• TASK ITEM
A complete, exact copy of the records below is the required result.

-*-

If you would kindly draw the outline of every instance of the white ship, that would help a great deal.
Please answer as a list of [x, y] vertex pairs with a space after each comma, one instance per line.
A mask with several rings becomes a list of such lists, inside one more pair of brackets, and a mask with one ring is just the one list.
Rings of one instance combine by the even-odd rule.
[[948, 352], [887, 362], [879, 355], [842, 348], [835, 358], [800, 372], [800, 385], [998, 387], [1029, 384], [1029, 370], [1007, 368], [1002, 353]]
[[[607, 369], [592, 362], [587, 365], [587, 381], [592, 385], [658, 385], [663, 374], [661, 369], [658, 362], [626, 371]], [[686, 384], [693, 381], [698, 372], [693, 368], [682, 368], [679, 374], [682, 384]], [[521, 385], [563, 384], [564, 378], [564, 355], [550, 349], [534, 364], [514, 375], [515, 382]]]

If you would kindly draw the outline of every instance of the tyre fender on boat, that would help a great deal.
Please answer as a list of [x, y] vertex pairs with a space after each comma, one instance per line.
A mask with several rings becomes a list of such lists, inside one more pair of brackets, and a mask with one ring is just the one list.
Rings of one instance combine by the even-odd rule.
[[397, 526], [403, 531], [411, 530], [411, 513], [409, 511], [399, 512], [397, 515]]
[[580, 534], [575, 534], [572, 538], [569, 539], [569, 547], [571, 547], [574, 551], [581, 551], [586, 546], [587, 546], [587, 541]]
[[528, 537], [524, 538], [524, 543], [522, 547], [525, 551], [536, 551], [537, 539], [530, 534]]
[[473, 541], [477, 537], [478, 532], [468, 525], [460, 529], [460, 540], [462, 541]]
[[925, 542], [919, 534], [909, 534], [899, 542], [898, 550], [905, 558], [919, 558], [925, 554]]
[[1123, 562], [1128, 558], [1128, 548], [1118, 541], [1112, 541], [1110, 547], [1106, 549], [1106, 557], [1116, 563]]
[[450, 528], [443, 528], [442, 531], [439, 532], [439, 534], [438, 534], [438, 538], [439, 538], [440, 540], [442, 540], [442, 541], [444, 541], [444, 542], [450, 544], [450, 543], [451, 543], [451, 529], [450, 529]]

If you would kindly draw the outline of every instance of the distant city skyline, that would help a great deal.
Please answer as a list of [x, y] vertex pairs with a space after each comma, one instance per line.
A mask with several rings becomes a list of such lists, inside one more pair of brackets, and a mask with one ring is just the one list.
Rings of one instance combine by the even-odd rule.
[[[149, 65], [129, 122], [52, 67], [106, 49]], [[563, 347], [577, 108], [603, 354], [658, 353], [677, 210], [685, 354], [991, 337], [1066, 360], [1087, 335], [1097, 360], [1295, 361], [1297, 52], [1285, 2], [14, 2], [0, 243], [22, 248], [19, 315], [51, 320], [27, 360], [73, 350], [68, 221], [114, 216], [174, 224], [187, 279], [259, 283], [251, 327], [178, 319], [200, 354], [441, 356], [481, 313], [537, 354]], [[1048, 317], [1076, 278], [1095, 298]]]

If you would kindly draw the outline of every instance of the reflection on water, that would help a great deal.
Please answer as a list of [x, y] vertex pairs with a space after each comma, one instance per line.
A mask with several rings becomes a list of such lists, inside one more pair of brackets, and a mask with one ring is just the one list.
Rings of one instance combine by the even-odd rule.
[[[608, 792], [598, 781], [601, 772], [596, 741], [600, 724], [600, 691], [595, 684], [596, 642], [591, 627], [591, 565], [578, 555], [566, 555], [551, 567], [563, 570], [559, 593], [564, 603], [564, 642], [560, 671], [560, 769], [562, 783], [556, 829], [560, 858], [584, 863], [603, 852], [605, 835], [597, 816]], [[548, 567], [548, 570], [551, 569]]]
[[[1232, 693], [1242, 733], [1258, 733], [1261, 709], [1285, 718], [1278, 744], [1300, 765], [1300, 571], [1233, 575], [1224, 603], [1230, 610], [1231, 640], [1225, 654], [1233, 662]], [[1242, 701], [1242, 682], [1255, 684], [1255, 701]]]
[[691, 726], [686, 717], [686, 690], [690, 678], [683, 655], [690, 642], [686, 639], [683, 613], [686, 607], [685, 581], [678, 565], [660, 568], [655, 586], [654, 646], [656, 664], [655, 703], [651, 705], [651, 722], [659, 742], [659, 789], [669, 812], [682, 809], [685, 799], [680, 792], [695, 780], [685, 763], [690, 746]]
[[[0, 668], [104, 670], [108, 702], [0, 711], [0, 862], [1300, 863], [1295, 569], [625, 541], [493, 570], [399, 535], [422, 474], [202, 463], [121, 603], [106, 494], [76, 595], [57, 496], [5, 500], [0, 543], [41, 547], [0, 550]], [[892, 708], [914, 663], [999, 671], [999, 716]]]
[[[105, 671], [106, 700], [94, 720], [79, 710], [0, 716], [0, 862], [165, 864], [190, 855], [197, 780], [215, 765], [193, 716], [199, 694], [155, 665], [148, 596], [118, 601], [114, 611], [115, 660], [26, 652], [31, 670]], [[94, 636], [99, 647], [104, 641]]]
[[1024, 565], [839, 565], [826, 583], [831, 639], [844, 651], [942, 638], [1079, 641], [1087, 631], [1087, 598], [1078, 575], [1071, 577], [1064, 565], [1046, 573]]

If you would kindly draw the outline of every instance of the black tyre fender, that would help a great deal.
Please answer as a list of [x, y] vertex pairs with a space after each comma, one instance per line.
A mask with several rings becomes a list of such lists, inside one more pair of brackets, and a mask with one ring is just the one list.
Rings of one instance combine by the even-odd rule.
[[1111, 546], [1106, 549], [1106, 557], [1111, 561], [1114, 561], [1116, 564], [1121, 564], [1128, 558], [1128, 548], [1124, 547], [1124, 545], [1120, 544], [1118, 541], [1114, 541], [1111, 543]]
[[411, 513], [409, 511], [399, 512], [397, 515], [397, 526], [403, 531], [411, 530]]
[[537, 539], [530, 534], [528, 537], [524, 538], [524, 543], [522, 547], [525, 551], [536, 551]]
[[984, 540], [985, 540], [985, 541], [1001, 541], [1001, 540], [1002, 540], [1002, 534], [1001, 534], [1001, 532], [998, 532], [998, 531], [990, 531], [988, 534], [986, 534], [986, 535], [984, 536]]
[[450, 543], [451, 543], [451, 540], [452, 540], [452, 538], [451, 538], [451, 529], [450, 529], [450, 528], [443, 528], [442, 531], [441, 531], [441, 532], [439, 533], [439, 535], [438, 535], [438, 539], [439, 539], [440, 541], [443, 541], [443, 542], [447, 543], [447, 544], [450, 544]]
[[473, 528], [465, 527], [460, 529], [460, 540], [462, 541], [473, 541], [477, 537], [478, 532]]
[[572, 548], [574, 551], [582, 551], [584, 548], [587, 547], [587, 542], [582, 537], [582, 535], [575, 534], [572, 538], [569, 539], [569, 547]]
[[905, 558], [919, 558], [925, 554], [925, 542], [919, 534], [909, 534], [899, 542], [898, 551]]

-*-

• RESULT FOR THIS EXERCISE
If you would kindly draw the outline of every instance of the white ship, that would help a great deal.
Please answer as a list of [x, y] vertex pairs with a space after each comma, one instance per line.
A mask with several rings becomes a list of such lists, inside one more pair of brackets, and a mask with one ring is just the one list.
Rings of one instance combine by the even-odd rule.
[[948, 352], [887, 362], [879, 355], [842, 348], [835, 358], [800, 372], [800, 385], [998, 387], [1029, 384], [1029, 370], [1007, 368], [1002, 353]]
[[[607, 369], [592, 362], [587, 365], [587, 381], [592, 385], [658, 385], [663, 374], [661, 369], [658, 362], [626, 371]], [[686, 384], [693, 381], [698, 372], [693, 368], [682, 368], [679, 374], [682, 384]], [[521, 385], [563, 384], [564, 378], [564, 355], [550, 349], [534, 364], [514, 375], [515, 382]]]

If you would kindly draw the outline of every instance of the tyre fender on boat, that would help a great deal.
Please answer as a list of [x, y] vertex pairs with a space after each comma, one instance per line.
A mask with several rings becomes a list of such lists, inside one more pair of brackets, and a mask with one ring is just the one list.
Rings of one instance combine by the even-odd rule.
[[397, 526], [403, 531], [411, 530], [411, 513], [409, 511], [399, 512], [397, 515]]
[[580, 534], [575, 534], [572, 538], [569, 539], [569, 547], [571, 547], [574, 551], [581, 551], [586, 546], [587, 546], [587, 541]]
[[528, 537], [524, 538], [524, 543], [522, 547], [525, 551], [536, 551], [537, 539], [530, 534]]
[[473, 541], [477, 537], [478, 532], [468, 525], [460, 529], [460, 540], [462, 541]]
[[925, 542], [919, 534], [909, 534], [899, 542], [898, 550], [905, 558], [919, 558], [925, 554]]
[[1123, 562], [1128, 558], [1128, 548], [1118, 541], [1112, 541], [1110, 547], [1106, 549], [1106, 557], [1116, 563]]
[[450, 528], [443, 528], [442, 531], [439, 532], [439, 534], [438, 534], [438, 538], [439, 538], [440, 540], [442, 540], [442, 541], [444, 541], [444, 542], [450, 544], [450, 543], [451, 543], [451, 529], [450, 529]]

If you would kindly draw the outline of every instance of the distant city skyline, that would help a great deal.
Please answer as a list of [x, y] vertex pairs with a space after each comma, one instance per line.
A mask with several rings becomes a list of such lists, inside one more pair of brackets, and a mask with one ring is just the one list.
Rings of one instance combine by the even-odd rule.
[[[149, 65], [129, 122], [52, 67], [106, 49]], [[563, 347], [577, 108], [603, 354], [658, 353], [677, 210], [685, 354], [991, 337], [1066, 360], [1087, 335], [1097, 360], [1295, 361], [1297, 52], [1285, 2], [14, 2], [0, 243], [22, 248], [19, 315], [51, 320], [27, 360], [73, 350], [68, 221], [114, 216], [174, 224], [187, 279], [259, 283], [251, 327], [178, 319], [200, 354], [441, 356], [481, 313], [537, 354]], [[1048, 317], [1076, 278], [1095, 298]]]

If you would kindly draw the outline of every instance of the reflection on water, that would help a great deal.
Please answer as a list of [x, y] vertex pairs with a space after each comma, one instance per line.
A mask with several rings becomes a list of such lists, inside one more pair of brackets, and a mask with one ring is just the one list.
Rings of one instance combine by the even-odd rule.
[[[608, 792], [598, 781], [601, 772], [596, 741], [600, 724], [600, 691], [595, 684], [596, 642], [591, 627], [591, 565], [578, 555], [566, 555], [551, 567], [563, 570], [559, 593], [564, 603], [564, 642], [560, 671], [560, 769], [562, 783], [556, 829], [560, 858], [584, 863], [603, 852], [605, 835], [597, 816]], [[548, 567], [548, 570], [551, 569]]]
[[[1232, 693], [1242, 733], [1258, 733], [1261, 709], [1285, 718], [1278, 744], [1300, 765], [1300, 571], [1233, 575], [1224, 603], [1230, 610], [1231, 640], [1225, 654], [1233, 662]], [[1242, 701], [1242, 682], [1255, 684], [1255, 701]]]
[[691, 726], [686, 717], [686, 690], [690, 678], [683, 655], [690, 642], [686, 639], [683, 613], [686, 607], [685, 581], [678, 565], [660, 568], [655, 586], [654, 646], [656, 664], [655, 703], [651, 705], [651, 722], [659, 742], [659, 789], [669, 812], [682, 809], [685, 799], [680, 792], [695, 780], [685, 763], [690, 746]]
[[[0, 668], [104, 670], [108, 702], [0, 711], [0, 862], [1300, 863], [1295, 569], [625, 541], [493, 570], [399, 535], [422, 474], [202, 463], [121, 603], [106, 494], [76, 595], [57, 496], [5, 500], [0, 543], [41, 547], [0, 550]], [[892, 708], [914, 663], [999, 671], [999, 716]]]
[[[105, 671], [106, 700], [94, 720], [79, 710], [0, 716], [0, 862], [165, 864], [190, 855], [197, 780], [215, 765], [193, 716], [199, 694], [155, 665], [148, 596], [118, 601], [114, 611], [115, 660], [26, 652], [31, 670]], [[94, 636], [99, 647], [104, 641]]]
[[1024, 565], [839, 565], [826, 583], [831, 639], [844, 651], [942, 638], [1079, 641], [1087, 631], [1087, 598], [1078, 575], [1071, 577], [1064, 565], [1046, 573]]

If you would kindly draw the outline of every instance of the black tyre fender, that would help a great deal.
Please answer as a list of [x, y] vertex pairs with a space after each comma, one instance per line.
A mask with several rings becomes a list of such lists, inside one more pair of brackets, and a mask with one ring is just the one list.
Rings of one instance combine by the even-odd rule.
[[1111, 546], [1106, 549], [1106, 557], [1111, 561], [1114, 561], [1116, 564], [1121, 564], [1128, 558], [1128, 548], [1124, 547], [1124, 545], [1120, 544], [1118, 541], [1114, 541], [1111, 543]]
[[411, 513], [409, 511], [399, 512], [397, 515], [397, 526], [403, 531], [411, 530]]
[[537, 539], [530, 534], [528, 537], [524, 538], [524, 543], [522, 547], [525, 551], [536, 551]]
[[984, 540], [985, 540], [985, 541], [1001, 541], [1001, 540], [1002, 540], [1002, 534], [1001, 534], [1001, 532], [998, 532], [998, 531], [990, 531], [988, 534], [986, 534], [986, 535], [984, 536]]
[[450, 543], [451, 543], [451, 540], [452, 540], [452, 538], [451, 538], [451, 529], [450, 529], [450, 528], [443, 528], [442, 531], [441, 531], [441, 532], [439, 533], [439, 535], [438, 535], [438, 539], [439, 539], [440, 541], [443, 541], [443, 542], [447, 543], [447, 544], [450, 544]]
[[473, 528], [465, 527], [460, 529], [460, 540], [462, 541], [473, 541], [477, 537], [478, 532]]
[[572, 548], [574, 551], [582, 551], [584, 548], [587, 547], [587, 542], [582, 537], [582, 535], [575, 534], [572, 538], [569, 539], [569, 547]]
[[905, 558], [919, 558], [925, 554], [925, 542], [919, 534], [909, 534], [899, 542], [898, 551]]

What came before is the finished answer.